◆ Written task: Every line from the line containing "Where can the lamp glass" through the final line below is to be repeated exactly; no other line is.

◆ Given records:

--*--

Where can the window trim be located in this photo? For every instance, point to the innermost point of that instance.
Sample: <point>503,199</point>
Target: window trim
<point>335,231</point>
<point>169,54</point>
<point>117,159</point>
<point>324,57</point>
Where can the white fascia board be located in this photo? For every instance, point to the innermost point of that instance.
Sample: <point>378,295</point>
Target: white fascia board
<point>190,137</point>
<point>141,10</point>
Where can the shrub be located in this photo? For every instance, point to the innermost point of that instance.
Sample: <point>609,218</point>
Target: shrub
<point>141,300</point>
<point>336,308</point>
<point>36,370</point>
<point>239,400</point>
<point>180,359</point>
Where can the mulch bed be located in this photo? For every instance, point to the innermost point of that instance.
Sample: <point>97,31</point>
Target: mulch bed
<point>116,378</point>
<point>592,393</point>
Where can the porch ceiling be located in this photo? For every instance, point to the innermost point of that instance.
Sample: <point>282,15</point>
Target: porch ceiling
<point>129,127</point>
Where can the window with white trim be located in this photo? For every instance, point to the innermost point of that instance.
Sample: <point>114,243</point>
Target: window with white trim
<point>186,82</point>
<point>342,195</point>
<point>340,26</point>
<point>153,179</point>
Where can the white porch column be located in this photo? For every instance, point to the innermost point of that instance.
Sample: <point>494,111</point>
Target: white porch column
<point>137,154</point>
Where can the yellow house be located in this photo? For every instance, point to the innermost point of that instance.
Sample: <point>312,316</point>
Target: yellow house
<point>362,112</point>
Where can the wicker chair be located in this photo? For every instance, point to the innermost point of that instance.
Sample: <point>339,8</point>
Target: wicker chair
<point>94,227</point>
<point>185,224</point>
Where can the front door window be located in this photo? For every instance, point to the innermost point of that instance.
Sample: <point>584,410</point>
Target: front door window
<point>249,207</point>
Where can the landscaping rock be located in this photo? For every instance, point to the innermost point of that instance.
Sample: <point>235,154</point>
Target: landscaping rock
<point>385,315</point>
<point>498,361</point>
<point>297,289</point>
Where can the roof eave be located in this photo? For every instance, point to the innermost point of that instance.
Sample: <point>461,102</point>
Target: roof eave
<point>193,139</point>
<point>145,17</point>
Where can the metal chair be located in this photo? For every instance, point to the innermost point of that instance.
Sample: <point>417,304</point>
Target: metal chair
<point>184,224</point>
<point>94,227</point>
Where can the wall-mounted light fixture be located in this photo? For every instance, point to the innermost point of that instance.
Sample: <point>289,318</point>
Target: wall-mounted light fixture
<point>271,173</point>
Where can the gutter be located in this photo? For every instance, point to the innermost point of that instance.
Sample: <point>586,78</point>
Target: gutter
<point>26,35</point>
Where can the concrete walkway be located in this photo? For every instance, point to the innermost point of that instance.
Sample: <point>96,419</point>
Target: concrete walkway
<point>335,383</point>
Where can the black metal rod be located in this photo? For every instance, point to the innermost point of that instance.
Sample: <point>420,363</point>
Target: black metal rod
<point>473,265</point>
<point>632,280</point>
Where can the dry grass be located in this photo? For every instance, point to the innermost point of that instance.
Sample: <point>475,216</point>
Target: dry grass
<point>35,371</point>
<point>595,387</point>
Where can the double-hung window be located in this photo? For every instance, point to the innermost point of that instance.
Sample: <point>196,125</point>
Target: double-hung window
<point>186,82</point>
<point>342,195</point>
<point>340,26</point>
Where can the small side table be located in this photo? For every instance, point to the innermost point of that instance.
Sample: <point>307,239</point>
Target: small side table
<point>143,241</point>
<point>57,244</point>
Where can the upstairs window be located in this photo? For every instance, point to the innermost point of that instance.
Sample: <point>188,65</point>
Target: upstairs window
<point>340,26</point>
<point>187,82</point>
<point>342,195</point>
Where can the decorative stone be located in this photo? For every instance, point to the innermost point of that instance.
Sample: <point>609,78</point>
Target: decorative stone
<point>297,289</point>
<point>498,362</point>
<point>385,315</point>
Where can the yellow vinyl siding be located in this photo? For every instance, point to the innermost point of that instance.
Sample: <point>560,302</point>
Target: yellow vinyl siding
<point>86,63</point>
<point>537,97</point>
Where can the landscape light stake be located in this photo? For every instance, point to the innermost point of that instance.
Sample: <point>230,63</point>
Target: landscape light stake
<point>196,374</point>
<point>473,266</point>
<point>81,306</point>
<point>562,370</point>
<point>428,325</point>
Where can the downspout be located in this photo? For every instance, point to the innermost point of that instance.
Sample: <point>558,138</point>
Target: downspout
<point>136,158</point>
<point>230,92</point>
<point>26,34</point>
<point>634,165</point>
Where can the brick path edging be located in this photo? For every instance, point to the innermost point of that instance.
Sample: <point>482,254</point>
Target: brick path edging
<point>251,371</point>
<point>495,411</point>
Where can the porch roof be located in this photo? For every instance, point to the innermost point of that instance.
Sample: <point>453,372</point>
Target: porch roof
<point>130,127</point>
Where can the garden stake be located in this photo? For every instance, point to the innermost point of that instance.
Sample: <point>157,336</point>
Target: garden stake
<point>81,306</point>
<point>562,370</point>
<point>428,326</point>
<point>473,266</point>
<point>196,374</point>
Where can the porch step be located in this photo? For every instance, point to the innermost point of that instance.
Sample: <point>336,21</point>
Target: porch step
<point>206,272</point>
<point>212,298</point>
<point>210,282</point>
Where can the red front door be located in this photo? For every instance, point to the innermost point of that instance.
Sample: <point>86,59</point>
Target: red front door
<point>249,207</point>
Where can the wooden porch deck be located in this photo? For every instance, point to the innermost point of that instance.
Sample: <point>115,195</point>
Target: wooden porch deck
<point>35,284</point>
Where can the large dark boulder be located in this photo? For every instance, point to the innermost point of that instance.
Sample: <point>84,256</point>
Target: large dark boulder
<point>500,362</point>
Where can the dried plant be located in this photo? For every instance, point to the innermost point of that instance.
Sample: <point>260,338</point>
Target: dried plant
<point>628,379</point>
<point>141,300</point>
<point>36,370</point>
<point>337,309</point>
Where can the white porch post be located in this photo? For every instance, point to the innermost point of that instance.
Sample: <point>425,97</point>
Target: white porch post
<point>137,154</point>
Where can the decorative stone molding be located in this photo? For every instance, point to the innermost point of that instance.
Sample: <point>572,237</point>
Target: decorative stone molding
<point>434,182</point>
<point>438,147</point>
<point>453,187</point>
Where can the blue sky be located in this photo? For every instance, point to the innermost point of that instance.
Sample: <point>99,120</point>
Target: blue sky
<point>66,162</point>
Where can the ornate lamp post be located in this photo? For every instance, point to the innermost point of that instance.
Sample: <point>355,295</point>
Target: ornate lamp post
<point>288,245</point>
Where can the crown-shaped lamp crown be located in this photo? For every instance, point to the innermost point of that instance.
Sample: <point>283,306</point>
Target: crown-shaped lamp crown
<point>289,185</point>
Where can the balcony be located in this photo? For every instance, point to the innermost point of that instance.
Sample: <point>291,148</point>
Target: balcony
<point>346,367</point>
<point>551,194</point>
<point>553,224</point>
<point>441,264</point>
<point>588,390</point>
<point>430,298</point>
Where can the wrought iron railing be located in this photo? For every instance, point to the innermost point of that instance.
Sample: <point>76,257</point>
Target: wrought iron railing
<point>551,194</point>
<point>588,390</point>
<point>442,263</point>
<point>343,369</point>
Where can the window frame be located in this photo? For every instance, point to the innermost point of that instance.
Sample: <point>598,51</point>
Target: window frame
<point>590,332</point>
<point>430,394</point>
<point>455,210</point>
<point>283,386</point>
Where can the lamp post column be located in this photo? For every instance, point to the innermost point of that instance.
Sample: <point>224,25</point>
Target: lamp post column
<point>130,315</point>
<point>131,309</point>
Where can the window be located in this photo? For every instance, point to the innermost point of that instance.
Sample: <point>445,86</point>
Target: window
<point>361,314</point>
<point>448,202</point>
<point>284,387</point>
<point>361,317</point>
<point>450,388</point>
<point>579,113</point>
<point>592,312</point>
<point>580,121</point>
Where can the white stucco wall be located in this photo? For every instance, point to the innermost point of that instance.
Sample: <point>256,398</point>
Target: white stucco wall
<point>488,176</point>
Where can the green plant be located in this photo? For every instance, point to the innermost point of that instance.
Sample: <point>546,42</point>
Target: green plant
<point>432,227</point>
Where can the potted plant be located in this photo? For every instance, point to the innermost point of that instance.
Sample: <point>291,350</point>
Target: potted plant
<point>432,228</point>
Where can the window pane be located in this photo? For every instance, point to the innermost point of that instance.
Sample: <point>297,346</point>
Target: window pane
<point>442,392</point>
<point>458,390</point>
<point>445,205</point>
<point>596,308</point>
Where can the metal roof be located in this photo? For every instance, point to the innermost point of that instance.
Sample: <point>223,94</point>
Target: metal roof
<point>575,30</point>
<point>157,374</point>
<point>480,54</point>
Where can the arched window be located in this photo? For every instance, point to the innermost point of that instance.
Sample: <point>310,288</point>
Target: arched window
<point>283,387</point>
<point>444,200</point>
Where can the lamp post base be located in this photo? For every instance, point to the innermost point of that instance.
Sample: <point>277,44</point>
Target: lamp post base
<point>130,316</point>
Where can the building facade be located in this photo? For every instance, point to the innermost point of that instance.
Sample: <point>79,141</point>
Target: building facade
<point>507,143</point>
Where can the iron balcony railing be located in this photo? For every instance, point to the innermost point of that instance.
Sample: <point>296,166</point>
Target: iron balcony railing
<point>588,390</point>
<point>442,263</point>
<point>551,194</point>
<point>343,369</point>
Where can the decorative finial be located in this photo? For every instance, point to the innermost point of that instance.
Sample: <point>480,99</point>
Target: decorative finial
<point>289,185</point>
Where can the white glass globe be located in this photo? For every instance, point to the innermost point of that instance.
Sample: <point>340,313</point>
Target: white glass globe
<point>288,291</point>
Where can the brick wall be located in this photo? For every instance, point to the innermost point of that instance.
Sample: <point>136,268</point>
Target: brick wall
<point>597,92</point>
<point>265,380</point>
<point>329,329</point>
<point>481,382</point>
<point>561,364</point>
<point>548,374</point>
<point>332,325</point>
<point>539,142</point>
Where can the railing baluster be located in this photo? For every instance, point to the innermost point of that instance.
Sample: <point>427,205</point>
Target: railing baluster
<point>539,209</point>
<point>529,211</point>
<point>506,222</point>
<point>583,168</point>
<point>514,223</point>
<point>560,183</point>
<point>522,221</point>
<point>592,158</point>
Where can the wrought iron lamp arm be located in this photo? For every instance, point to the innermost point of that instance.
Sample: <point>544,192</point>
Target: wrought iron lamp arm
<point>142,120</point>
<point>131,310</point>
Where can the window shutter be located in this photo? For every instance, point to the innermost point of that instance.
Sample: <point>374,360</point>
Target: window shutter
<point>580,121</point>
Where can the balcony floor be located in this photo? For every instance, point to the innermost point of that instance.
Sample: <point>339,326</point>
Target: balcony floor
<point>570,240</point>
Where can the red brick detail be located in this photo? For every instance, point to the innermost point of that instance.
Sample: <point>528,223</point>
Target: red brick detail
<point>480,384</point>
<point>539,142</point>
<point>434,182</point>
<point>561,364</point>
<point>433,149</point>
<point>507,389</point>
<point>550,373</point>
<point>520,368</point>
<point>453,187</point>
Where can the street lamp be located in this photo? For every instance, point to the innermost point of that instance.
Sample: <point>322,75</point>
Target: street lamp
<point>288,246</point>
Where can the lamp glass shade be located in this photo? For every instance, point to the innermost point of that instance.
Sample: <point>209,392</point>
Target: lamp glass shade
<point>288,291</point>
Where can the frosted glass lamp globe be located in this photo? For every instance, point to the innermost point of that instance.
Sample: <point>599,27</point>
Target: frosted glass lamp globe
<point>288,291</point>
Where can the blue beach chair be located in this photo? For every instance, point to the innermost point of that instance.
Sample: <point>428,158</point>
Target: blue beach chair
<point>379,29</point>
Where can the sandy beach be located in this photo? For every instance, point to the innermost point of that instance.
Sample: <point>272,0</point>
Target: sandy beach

--*--

◆ Completed exercise:
Where can the lamp glass shade be located in this photo? For every instance, point to the innermost point of that instance.
Sample: <point>209,392</point>
Target: lamp glass shade
<point>288,291</point>
Where can the frosted glass lamp globe be located in this photo? For every instance, point to the innermost point of that instance.
Sample: <point>599,27</point>
Target: frosted glass lamp globe
<point>288,291</point>
Where can the blue beach chair be located in this photo? For every instance, point to the innermost point of that instance.
Sample: <point>428,158</point>
Target: blue beach chair
<point>379,29</point>
Where can the sandy beach be located in this photo? For every instance, point to the innermost point of that instance.
Sample: <point>272,0</point>
Target: sandy beach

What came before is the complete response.